What this task involves:
Check each line of the records below and collect those holding "house".

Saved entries
************
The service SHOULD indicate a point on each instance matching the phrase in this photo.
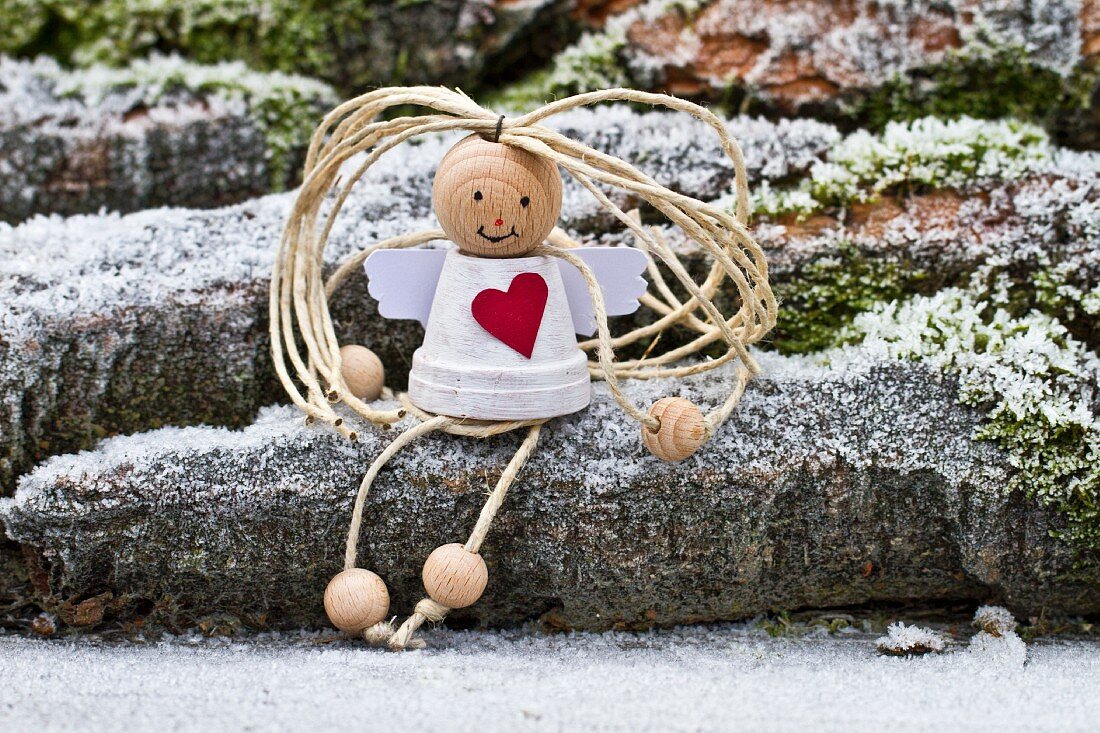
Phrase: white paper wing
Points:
(617, 269)
(404, 282)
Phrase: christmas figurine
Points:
(501, 318)
(503, 309)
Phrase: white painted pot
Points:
(462, 370)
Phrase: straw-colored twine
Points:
(299, 306)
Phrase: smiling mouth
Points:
(496, 240)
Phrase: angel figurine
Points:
(499, 318)
(502, 310)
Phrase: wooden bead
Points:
(495, 200)
(682, 431)
(454, 577)
(355, 600)
(362, 370)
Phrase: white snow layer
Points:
(726, 678)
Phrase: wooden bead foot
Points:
(362, 371)
(355, 600)
(682, 431)
(454, 577)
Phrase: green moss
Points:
(988, 77)
(1034, 380)
(592, 63)
(321, 40)
(909, 156)
(824, 297)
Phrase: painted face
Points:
(495, 200)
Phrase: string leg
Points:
(429, 610)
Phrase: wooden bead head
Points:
(682, 431)
(355, 600)
(362, 371)
(495, 200)
(454, 577)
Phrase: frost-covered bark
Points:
(872, 59)
(826, 488)
(161, 132)
(119, 324)
(110, 321)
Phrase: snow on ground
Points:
(723, 678)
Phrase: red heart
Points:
(514, 317)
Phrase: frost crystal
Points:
(902, 641)
(994, 620)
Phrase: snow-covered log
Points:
(828, 487)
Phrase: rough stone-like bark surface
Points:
(352, 44)
(119, 324)
(122, 324)
(61, 155)
(799, 55)
(826, 488)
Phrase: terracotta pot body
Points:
(473, 362)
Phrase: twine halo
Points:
(306, 351)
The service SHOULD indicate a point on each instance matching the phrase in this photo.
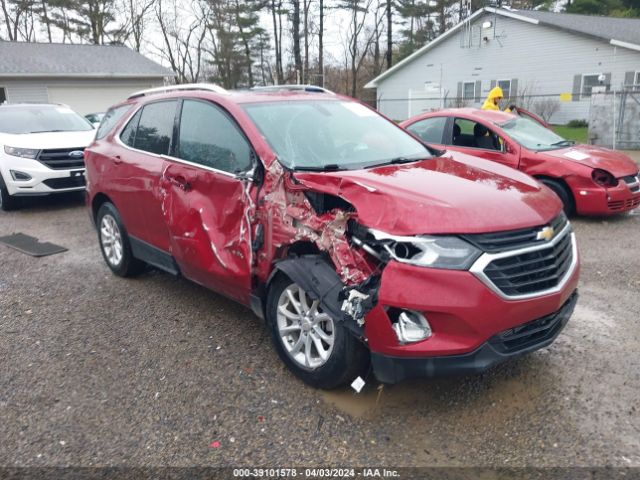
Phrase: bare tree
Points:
(359, 38)
(139, 14)
(182, 45)
(295, 32)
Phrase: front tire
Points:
(563, 193)
(316, 348)
(7, 202)
(114, 243)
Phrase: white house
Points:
(88, 78)
(536, 57)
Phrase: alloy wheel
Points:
(111, 240)
(307, 333)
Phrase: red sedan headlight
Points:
(604, 178)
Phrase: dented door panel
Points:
(208, 215)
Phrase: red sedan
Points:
(589, 180)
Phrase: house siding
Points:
(544, 60)
(91, 95)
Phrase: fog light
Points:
(20, 176)
(410, 326)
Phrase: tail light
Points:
(604, 178)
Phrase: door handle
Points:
(180, 182)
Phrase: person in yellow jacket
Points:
(493, 101)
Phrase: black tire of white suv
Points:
(293, 317)
(114, 243)
(7, 202)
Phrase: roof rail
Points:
(184, 86)
(293, 88)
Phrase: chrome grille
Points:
(530, 271)
(514, 239)
(59, 159)
(633, 182)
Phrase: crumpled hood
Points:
(616, 163)
(455, 193)
(48, 140)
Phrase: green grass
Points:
(579, 135)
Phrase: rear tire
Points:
(563, 193)
(344, 356)
(114, 243)
(7, 202)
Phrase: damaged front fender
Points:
(319, 279)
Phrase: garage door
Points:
(91, 99)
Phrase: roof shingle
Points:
(622, 29)
(76, 60)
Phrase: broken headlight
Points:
(447, 252)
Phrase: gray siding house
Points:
(88, 78)
(536, 57)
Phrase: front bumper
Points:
(44, 180)
(503, 346)
(595, 200)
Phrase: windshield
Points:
(41, 118)
(533, 136)
(332, 135)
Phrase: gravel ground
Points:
(99, 370)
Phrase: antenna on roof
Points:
(293, 88)
(211, 87)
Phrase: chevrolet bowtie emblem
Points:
(545, 234)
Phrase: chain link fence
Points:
(613, 114)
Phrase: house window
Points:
(588, 82)
(505, 85)
(469, 91)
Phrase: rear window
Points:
(151, 129)
(110, 119)
(23, 119)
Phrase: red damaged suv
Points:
(355, 241)
(589, 180)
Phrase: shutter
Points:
(629, 78)
(577, 85)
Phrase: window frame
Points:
(125, 124)
(174, 145)
(510, 83)
(444, 129)
(584, 96)
(503, 145)
(250, 173)
(464, 84)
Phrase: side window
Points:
(110, 119)
(467, 133)
(210, 138)
(128, 135)
(430, 130)
(155, 127)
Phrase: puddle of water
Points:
(354, 404)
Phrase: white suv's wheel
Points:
(317, 348)
(7, 202)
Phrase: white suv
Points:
(41, 151)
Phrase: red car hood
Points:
(440, 195)
(618, 164)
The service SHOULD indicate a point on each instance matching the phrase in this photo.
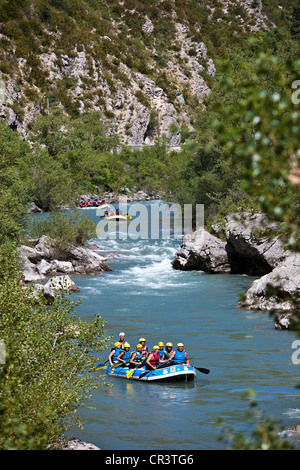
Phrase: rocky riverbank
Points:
(242, 250)
(39, 263)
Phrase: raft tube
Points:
(116, 217)
(182, 372)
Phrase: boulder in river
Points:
(62, 283)
(246, 250)
(40, 260)
(202, 251)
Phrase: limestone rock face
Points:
(246, 251)
(203, 252)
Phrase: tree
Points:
(50, 354)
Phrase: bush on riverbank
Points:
(72, 228)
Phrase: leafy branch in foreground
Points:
(50, 354)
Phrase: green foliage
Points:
(49, 358)
(72, 228)
(261, 130)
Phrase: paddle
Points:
(100, 366)
(201, 369)
(130, 372)
(122, 364)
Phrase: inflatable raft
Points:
(116, 217)
(182, 372)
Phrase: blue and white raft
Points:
(180, 372)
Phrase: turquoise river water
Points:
(145, 296)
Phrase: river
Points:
(144, 296)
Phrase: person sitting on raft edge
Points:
(180, 355)
(142, 341)
(153, 359)
(115, 351)
(167, 352)
(137, 356)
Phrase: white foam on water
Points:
(293, 413)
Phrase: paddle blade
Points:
(201, 369)
(129, 373)
(117, 365)
(99, 368)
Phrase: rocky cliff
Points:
(245, 250)
(146, 66)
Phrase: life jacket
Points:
(167, 355)
(115, 355)
(155, 359)
(179, 357)
(126, 356)
(138, 357)
(161, 353)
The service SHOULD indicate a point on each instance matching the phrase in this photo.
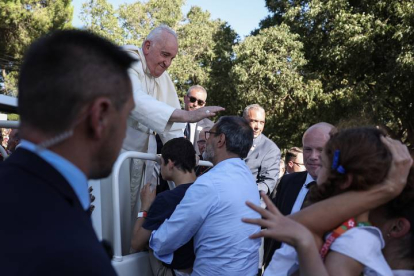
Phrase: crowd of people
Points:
(342, 204)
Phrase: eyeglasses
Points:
(207, 133)
(199, 102)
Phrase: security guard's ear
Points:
(221, 141)
(399, 228)
(99, 118)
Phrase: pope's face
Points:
(160, 53)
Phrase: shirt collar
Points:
(73, 175)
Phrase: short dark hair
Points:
(239, 134)
(64, 71)
(181, 152)
(292, 153)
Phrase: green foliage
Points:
(199, 46)
(22, 22)
(268, 71)
(362, 53)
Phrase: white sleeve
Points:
(149, 111)
(363, 244)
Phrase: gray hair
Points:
(252, 106)
(196, 87)
(156, 33)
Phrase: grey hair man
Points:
(294, 160)
(264, 156)
(74, 101)
(158, 109)
(213, 206)
(292, 191)
(194, 99)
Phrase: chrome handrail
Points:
(115, 194)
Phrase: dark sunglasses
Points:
(199, 102)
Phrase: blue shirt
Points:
(73, 175)
(211, 212)
(162, 208)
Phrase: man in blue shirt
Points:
(178, 162)
(74, 99)
(212, 208)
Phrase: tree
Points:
(22, 22)
(363, 54)
(268, 71)
(199, 46)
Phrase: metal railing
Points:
(117, 243)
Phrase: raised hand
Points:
(400, 166)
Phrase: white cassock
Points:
(155, 101)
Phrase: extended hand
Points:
(277, 226)
(400, 165)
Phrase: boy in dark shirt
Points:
(177, 164)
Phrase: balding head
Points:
(314, 140)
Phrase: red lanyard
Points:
(349, 224)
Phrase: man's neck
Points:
(225, 156)
(184, 178)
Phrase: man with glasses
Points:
(263, 158)
(195, 99)
(212, 208)
(294, 160)
(158, 109)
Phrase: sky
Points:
(242, 15)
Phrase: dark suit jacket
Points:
(287, 192)
(263, 162)
(44, 229)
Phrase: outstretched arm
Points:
(337, 209)
(291, 232)
(194, 116)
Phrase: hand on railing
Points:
(147, 196)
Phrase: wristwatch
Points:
(142, 214)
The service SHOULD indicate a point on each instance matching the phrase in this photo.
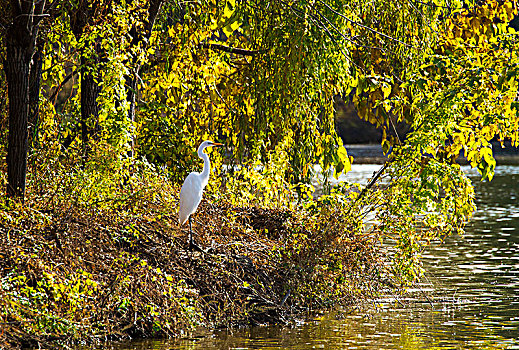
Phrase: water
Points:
(469, 301)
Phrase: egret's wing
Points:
(190, 196)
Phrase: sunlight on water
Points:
(472, 291)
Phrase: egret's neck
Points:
(207, 167)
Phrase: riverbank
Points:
(87, 260)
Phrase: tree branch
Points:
(229, 49)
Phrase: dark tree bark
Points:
(20, 41)
(132, 79)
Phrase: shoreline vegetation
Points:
(86, 260)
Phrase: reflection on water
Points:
(473, 283)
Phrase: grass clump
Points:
(96, 253)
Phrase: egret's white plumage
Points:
(193, 188)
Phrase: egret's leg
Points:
(190, 238)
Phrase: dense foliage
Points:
(119, 95)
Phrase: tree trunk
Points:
(20, 41)
(17, 68)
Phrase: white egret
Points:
(192, 190)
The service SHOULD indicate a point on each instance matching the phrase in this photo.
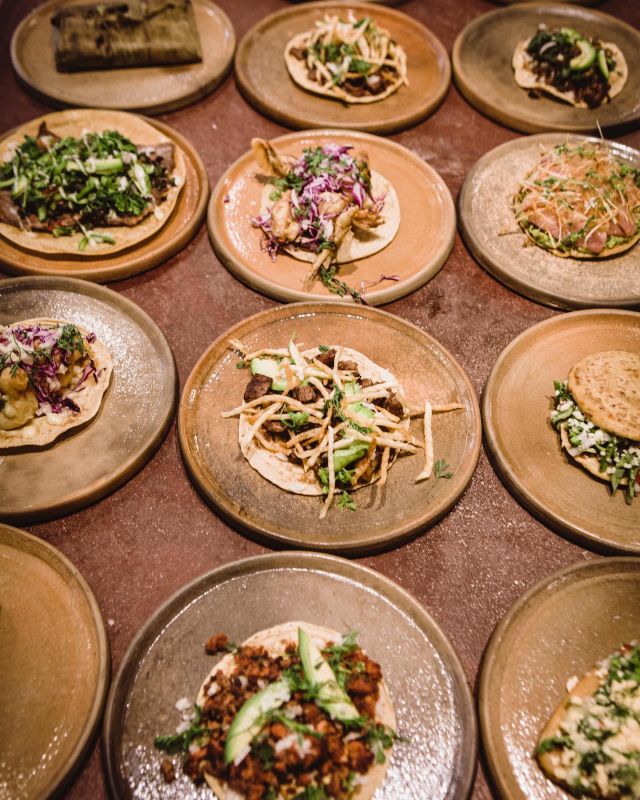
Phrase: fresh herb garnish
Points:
(440, 469)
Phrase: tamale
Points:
(136, 33)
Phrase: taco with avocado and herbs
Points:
(597, 413)
(580, 201)
(324, 207)
(53, 376)
(87, 182)
(296, 711)
(570, 66)
(590, 746)
(350, 59)
(326, 421)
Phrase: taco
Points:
(53, 375)
(325, 207)
(590, 746)
(297, 710)
(87, 182)
(350, 59)
(580, 201)
(326, 421)
(597, 413)
(576, 69)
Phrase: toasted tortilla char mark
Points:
(275, 640)
(606, 387)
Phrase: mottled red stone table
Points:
(142, 543)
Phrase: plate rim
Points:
(486, 701)
(284, 294)
(564, 527)
(360, 546)
(521, 125)
(100, 488)
(102, 272)
(165, 107)
(34, 545)
(538, 295)
(317, 562)
(290, 120)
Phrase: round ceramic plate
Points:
(264, 79)
(51, 632)
(524, 446)
(419, 249)
(482, 56)
(154, 90)
(166, 661)
(491, 233)
(179, 229)
(561, 627)
(136, 411)
(385, 516)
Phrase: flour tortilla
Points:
(525, 76)
(41, 430)
(298, 71)
(587, 686)
(75, 122)
(606, 387)
(275, 640)
(275, 467)
(357, 244)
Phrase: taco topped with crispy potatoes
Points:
(296, 711)
(53, 375)
(347, 58)
(327, 207)
(580, 201)
(326, 421)
(87, 183)
(570, 66)
(597, 413)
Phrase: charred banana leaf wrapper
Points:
(138, 33)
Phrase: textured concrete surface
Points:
(141, 544)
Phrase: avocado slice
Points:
(587, 55)
(331, 697)
(249, 721)
(347, 455)
(602, 64)
(272, 369)
(352, 389)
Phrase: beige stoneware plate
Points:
(136, 411)
(524, 446)
(179, 229)
(418, 251)
(154, 90)
(385, 516)
(494, 238)
(561, 627)
(265, 82)
(481, 59)
(166, 661)
(51, 633)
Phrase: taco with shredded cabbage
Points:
(296, 711)
(53, 376)
(327, 207)
(87, 182)
(350, 59)
(326, 421)
(571, 67)
(580, 201)
(597, 413)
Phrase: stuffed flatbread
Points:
(53, 376)
(87, 182)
************
Answer box:
Phrase: white house
Phrase: house siding
Phrase: gray siding house
Phrase: house window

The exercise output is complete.